== DATASET ==

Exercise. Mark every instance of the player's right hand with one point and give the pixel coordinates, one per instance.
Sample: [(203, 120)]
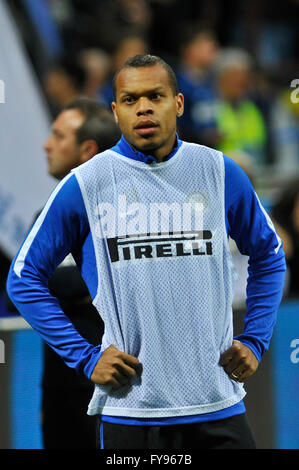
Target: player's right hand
[(114, 368)]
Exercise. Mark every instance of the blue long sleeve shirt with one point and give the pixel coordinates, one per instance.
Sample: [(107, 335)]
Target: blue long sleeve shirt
[(63, 228)]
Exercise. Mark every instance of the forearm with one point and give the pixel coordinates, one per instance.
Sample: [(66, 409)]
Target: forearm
[(264, 292), (42, 311)]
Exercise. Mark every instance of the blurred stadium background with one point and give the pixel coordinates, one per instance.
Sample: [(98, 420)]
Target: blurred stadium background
[(237, 64)]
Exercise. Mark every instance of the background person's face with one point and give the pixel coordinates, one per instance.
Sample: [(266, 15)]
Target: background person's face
[(63, 150), (146, 109)]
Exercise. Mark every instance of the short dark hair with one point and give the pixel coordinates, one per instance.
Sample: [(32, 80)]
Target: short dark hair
[(147, 60), (99, 124)]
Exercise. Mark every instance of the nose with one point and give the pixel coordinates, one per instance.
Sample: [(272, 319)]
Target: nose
[(144, 106), (47, 144)]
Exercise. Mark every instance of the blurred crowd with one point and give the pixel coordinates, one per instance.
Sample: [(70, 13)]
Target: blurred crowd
[(236, 64)]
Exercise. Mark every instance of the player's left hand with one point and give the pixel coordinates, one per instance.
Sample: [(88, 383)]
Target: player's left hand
[(239, 362)]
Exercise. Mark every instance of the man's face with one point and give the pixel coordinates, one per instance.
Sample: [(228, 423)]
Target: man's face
[(63, 150), (146, 109)]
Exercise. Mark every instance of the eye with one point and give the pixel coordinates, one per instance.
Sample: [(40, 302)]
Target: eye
[(129, 99), (156, 96)]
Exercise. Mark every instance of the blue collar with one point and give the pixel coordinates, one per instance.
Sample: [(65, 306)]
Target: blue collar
[(125, 149)]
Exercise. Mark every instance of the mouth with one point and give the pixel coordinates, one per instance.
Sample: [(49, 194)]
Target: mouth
[(146, 128)]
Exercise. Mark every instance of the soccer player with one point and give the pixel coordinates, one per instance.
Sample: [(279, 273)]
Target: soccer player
[(169, 373)]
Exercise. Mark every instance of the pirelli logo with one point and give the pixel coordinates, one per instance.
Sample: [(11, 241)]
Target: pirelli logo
[(160, 245)]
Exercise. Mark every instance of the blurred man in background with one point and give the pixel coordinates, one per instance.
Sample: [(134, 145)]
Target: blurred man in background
[(239, 121), (80, 131), (65, 79), (197, 54)]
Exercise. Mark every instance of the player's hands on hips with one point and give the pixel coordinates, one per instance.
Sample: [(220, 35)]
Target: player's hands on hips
[(114, 368), (239, 362)]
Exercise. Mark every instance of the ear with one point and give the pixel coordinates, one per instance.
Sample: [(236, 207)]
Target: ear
[(88, 149), (180, 104), (113, 106)]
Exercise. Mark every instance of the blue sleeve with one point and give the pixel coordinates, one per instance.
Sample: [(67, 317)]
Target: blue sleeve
[(61, 227), (253, 231)]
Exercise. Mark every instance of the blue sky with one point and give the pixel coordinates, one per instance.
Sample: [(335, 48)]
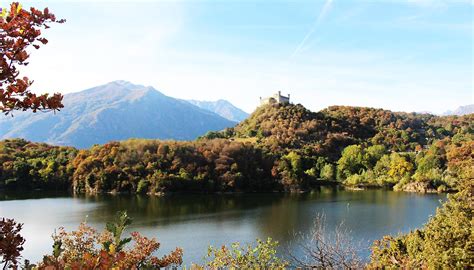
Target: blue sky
[(401, 55)]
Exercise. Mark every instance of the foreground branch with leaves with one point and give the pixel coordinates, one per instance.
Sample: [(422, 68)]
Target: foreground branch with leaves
[(20, 30)]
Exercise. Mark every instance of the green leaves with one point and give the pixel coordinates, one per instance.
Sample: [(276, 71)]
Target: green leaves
[(116, 228)]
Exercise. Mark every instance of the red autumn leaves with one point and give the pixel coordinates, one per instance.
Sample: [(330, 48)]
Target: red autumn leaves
[(20, 30)]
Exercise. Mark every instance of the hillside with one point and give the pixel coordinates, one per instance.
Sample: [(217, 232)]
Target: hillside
[(223, 108), (115, 111), (278, 148), (283, 128)]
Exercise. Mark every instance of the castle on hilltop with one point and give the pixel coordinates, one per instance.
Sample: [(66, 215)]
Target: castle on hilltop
[(275, 99)]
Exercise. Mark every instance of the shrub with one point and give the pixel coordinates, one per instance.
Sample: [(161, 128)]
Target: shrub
[(11, 242), (87, 249), (261, 256)]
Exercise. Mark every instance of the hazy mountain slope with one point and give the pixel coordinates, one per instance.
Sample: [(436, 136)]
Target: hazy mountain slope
[(461, 110), (114, 111), (223, 108)]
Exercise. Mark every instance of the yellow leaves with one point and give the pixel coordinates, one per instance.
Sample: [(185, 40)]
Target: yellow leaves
[(112, 249)]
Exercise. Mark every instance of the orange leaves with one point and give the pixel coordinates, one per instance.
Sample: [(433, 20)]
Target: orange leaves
[(20, 29)]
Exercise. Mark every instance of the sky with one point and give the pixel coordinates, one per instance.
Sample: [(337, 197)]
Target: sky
[(402, 55)]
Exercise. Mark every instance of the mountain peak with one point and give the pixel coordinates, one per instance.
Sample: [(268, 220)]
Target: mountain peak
[(223, 108), (117, 110)]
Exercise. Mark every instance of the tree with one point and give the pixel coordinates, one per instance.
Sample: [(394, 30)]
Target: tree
[(351, 161), (19, 31), (261, 256), (11, 242)]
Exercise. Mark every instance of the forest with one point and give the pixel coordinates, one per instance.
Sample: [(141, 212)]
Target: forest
[(278, 148)]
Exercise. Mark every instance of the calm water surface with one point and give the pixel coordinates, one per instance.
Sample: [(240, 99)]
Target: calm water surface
[(195, 221)]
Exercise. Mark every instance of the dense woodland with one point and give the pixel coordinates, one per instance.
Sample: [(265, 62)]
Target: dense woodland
[(278, 148)]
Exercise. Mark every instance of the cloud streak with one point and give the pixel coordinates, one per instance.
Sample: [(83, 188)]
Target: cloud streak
[(321, 16)]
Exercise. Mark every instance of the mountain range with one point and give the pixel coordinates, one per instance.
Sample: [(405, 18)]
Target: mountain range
[(223, 108), (116, 111)]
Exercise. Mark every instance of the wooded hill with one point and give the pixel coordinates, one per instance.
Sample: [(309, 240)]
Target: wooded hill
[(278, 148)]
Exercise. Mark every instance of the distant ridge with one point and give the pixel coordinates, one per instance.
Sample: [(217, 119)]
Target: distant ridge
[(114, 111), (223, 108)]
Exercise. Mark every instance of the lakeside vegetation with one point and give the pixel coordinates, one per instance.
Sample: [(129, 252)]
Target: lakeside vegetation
[(278, 148)]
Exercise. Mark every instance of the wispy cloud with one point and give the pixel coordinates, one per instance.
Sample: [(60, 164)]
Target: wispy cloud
[(321, 16)]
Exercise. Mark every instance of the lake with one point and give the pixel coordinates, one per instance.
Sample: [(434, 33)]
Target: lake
[(194, 221)]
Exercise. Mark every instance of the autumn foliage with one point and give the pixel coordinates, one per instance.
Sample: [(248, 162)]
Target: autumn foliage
[(11, 242), (20, 30), (86, 248)]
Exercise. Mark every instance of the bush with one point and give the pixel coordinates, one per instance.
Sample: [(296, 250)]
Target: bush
[(87, 249), (261, 256)]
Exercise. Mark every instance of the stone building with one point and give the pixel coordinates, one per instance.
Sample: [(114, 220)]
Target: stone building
[(275, 99)]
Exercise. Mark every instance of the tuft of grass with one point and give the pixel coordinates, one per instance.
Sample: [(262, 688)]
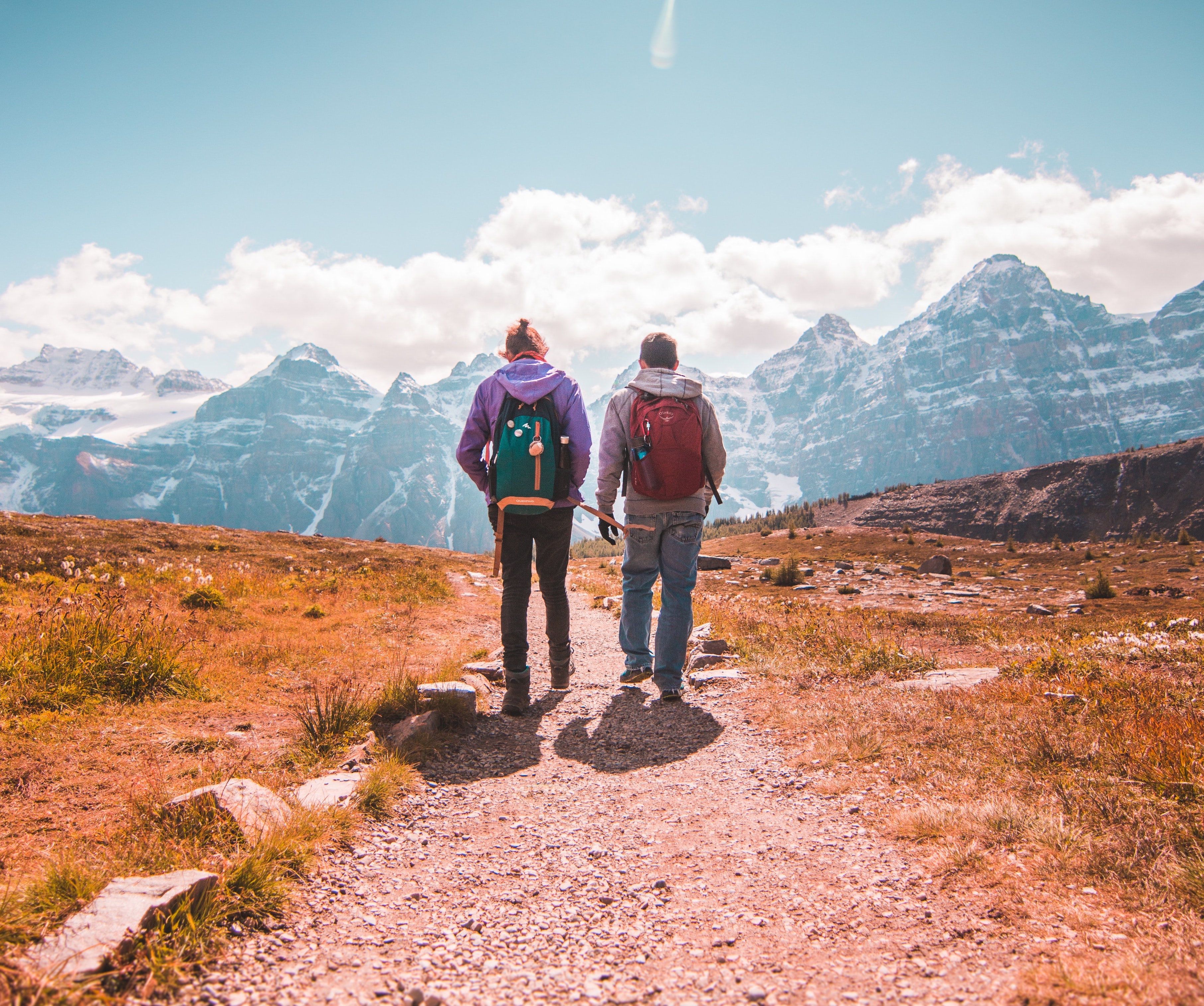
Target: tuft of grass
[(398, 698), (74, 657), (888, 659), (204, 599), (386, 780), (330, 712), (1100, 588), (787, 575)]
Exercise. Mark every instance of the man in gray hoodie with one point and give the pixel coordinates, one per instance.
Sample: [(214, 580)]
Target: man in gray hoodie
[(671, 549)]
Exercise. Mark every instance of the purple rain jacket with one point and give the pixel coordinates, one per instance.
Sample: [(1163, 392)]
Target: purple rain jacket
[(528, 380)]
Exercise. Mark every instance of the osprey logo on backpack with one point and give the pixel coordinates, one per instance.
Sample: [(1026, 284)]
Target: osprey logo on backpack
[(666, 449), (526, 457)]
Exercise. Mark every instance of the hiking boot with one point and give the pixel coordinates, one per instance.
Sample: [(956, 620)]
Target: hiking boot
[(562, 674), (518, 692)]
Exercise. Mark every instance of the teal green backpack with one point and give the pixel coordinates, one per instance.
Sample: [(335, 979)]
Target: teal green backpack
[(528, 458)]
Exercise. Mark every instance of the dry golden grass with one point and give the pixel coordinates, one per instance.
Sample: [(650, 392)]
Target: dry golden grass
[(139, 661), (1082, 767)]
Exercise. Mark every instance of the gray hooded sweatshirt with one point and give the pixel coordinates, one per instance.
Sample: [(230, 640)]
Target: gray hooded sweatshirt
[(617, 442)]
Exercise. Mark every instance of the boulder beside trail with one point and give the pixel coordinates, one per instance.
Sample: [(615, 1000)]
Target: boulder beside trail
[(126, 906), (938, 564), (416, 728), (482, 687), (460, 694), (253, 808)]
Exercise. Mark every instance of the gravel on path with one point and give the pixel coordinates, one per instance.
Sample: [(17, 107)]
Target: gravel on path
[(608, 848)]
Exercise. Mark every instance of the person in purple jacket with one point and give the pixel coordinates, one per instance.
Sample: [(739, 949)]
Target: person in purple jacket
[(529, 377)]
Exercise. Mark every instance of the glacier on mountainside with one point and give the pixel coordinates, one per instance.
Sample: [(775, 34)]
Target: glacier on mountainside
[(1002, 373)]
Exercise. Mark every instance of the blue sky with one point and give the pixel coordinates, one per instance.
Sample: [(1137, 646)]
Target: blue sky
[(173, 132)]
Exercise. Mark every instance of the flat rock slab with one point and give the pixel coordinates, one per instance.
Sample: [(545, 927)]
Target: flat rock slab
[(708, 677), (709, 659), (333, 791), (491, 670), (957, 677), (460, 693), (253, 808), (120, 912)]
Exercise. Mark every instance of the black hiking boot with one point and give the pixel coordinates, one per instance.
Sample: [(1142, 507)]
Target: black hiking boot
[(518, 692), (563, 673)]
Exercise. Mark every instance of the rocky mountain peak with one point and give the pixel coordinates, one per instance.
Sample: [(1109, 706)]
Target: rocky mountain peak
[(309, 351), (831, 327), (1183, 313), (79, 370), (187, 382)]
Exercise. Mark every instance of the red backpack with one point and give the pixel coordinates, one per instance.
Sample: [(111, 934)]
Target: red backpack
[(666, 449)]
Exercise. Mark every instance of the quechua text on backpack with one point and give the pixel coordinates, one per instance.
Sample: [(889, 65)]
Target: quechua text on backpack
[(666, 449), (526, 456)]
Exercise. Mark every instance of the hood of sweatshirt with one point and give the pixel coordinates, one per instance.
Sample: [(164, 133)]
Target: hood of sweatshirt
[(530, 380), (663, 382)]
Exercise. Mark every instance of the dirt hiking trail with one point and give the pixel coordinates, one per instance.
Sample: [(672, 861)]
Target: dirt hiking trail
[(608, 848)]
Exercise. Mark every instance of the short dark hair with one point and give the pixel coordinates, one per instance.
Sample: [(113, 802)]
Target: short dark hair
[(520, 338), (659, 349)]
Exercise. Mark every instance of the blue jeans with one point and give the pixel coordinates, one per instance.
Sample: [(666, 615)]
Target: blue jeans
[(671, 550)]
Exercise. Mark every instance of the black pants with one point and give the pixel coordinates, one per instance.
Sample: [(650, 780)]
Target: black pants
[(551, 533)]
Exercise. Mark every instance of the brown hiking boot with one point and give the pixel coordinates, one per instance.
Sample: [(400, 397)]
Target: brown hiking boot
[(518, 693)]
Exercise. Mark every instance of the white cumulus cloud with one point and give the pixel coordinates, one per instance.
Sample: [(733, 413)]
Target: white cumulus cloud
[(693, 204), (598, 274), (1131, 249)]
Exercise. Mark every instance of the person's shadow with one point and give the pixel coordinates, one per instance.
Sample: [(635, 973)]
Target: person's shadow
[(500, 746), (635, 734)]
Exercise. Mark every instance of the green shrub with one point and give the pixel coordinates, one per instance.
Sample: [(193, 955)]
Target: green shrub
[(787, 575), (204, 599), (73, 657), (1100, 588)]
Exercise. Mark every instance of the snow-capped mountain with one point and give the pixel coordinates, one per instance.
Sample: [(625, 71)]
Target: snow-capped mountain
[(67, 393), (1003, 373)]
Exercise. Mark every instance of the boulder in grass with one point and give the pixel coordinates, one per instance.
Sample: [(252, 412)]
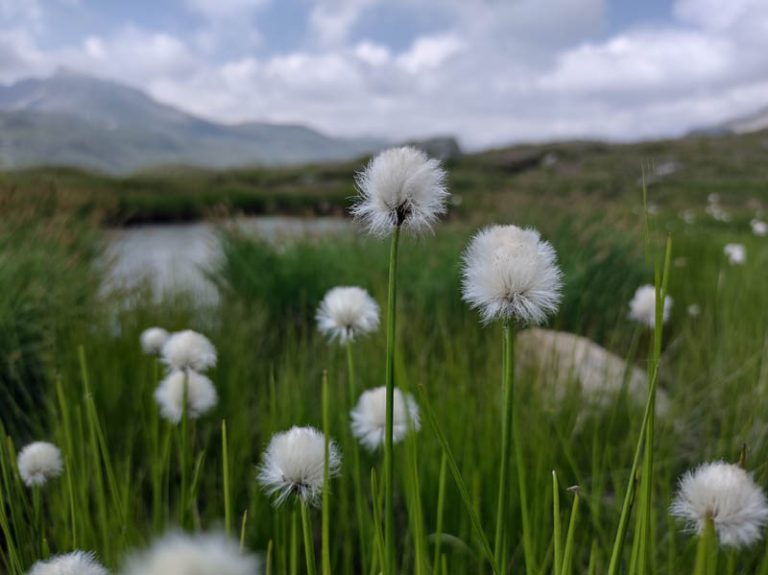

===

* [TASK PROMPT]:
Where the line with "Sample: [(164, 133)]" appears in the entries above, begin there and restate every line to the end word for word, minus the pictures.

* [EXERCISE ANSWER]:
Sample: [(164, 133)]
Target: hood of sweatshirt
[(530, 380), (663, 382)]
Exercise. Mark every instance of the dirt hiking trail with one point and give the pixel coordinates, one per instance.
Sample: [(672, 861)]
Target: dirt hiking trail
[(608, 848)]
Exercise. Mark every instance of the short dark hair with one point and give the pixel coordinates, one per instance.
Sample: [(113, 802)]
Target: short dark hair
[(520, 338), (659, 349)]
Exercise. Mark every instance of the blue jeans with one point and give the pixel coordinates, one per instance.
Sample: [(666, 615)]
Target: blue jeans
[(671, 550)]
Exercise. Mark every instance of the black pants with one point and give the pixel coordinates, one per instance.
Sample: [(650, 780)]
Target: black pants
[(551, 533)]
Exercise. Mark every instance of the brown hiking boot with one point and give the pixel coordinates, one per instance.
Sample: [(400, 397)]
Target: brown hiking boot
[(518, 693)]
Exercise. Mark every instance of the white cumulus cloud with one point and give the pixel coordinates, one per instance.
Sample: [(733, 413)]
Target: white cumulus cloud
[(693, 204), (598, 274), (1131, 249)]
Exercise. Mark every instance of the person's shadow with one point and give the pixel coordinates, one per instance.
Sample: [(635, 973)]
Target: person's shadow
[(500, 746), (635, 734)]
Exercise. Mark every instance of the green shrub with one point and give the pixel coordinates, one per instance.
Sample: [(193, 955)]
Target: green shrub
[(787, 575), (204, 599), (73, 657), (1100, 588)]
Exercise. Mark every instance of the snow-capped mountain with one point and give the pixel coordinates, one per instance.
Sample: [(625, 71)]
Target: snow-capped mountain
[(67, 393), (1003, 373)]
Exercise. Mark every instance of the boulder in grass with one point and give the pixel coordinates, one per instance.
Sample: [(252, 412)]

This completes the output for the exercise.